WORK ITEM: Return only the lines starting at the line that contains "Target: wolf's hind leg" and ending with the final line of the listing; include both endpoints.

SUPPLIED MATERIAL:
○ ○ ○ ○
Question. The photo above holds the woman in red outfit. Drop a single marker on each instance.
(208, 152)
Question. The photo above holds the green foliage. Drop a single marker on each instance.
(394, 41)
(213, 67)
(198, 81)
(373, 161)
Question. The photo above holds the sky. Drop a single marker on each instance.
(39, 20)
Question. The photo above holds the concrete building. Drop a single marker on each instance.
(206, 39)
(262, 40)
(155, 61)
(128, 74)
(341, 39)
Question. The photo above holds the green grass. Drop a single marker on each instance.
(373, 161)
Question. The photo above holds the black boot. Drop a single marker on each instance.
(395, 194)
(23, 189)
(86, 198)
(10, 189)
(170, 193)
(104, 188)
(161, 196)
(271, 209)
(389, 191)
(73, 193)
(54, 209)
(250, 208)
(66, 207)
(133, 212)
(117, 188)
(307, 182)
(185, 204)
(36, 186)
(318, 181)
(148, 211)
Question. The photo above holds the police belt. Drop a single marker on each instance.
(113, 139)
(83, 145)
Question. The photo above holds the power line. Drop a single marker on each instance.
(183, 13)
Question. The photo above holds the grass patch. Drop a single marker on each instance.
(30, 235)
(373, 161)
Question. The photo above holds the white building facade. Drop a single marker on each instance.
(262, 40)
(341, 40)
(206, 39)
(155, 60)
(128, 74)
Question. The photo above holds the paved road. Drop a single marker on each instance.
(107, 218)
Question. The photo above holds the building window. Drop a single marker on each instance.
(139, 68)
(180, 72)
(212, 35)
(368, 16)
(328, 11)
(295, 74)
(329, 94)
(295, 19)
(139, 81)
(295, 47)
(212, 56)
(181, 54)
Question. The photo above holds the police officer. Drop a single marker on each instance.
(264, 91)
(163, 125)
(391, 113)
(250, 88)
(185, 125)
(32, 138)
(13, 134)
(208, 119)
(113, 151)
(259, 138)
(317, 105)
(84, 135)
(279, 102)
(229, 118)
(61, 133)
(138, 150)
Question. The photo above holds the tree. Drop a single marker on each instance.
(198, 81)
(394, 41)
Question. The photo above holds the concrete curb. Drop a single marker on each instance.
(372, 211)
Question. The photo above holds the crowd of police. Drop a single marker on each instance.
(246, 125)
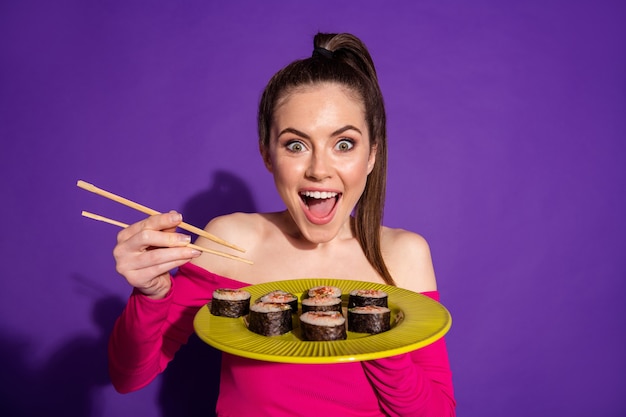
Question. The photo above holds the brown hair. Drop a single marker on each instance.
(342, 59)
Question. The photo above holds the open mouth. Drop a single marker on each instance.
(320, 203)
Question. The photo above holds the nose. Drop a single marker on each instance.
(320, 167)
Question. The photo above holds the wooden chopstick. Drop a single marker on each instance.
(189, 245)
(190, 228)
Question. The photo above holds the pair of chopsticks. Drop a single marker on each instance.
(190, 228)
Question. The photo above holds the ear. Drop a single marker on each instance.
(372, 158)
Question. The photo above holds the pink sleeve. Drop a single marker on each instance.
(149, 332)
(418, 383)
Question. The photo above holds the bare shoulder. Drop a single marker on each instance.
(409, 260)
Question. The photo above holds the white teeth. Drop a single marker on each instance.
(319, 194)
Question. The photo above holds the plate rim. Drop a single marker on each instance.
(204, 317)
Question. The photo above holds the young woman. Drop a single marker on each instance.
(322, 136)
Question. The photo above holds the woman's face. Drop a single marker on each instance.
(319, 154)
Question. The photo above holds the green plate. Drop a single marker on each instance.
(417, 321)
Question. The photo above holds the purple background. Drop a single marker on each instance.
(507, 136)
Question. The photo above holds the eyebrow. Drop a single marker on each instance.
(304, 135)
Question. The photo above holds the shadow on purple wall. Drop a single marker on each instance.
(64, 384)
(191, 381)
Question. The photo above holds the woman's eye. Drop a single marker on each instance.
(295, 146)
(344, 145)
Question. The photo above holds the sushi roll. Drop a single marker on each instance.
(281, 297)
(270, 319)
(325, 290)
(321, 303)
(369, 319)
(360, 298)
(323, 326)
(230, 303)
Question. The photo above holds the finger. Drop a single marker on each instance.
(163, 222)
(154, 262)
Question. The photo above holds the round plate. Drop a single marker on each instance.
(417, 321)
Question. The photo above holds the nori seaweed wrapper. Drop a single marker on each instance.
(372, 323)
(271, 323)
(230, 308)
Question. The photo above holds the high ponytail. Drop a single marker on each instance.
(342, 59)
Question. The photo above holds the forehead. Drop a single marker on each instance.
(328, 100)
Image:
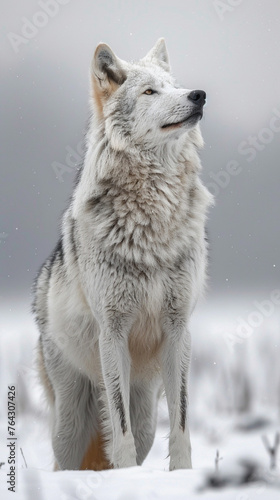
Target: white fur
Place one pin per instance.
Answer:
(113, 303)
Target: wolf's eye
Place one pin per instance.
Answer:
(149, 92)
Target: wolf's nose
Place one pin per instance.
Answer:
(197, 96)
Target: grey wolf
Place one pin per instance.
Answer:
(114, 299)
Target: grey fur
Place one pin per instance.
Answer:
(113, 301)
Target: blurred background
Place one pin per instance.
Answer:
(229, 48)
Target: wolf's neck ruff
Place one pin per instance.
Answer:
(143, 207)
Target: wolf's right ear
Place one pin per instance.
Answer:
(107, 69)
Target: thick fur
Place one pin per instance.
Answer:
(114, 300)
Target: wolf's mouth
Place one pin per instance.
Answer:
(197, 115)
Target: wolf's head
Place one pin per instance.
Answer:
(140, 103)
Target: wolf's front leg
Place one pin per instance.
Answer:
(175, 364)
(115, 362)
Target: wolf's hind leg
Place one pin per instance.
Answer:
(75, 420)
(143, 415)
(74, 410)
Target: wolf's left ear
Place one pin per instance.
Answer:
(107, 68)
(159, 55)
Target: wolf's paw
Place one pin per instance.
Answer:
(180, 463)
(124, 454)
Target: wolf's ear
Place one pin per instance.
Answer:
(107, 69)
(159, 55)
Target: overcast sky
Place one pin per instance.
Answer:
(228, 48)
○ ○ ○ ○
EXPECTED OUTPUT:
Target: wolf's hind leg
Place one pin per instance.
Answer:
(75, 420)
(143, 415)
(74, 410)
Target: wolf's left ear
Place one pin per instance.
Answer:
(107, 68)
(159, 55)
Target: wolf's paw
Place one pin per instance.
Answer:
(180, 463)
(124, 454)
Target: wolf's ear
Place one pin per instance.
Answer:
(107, 69)
(159, 55)
Target: overcast sky
Place one pin per instance.
Answer:
(228, 48)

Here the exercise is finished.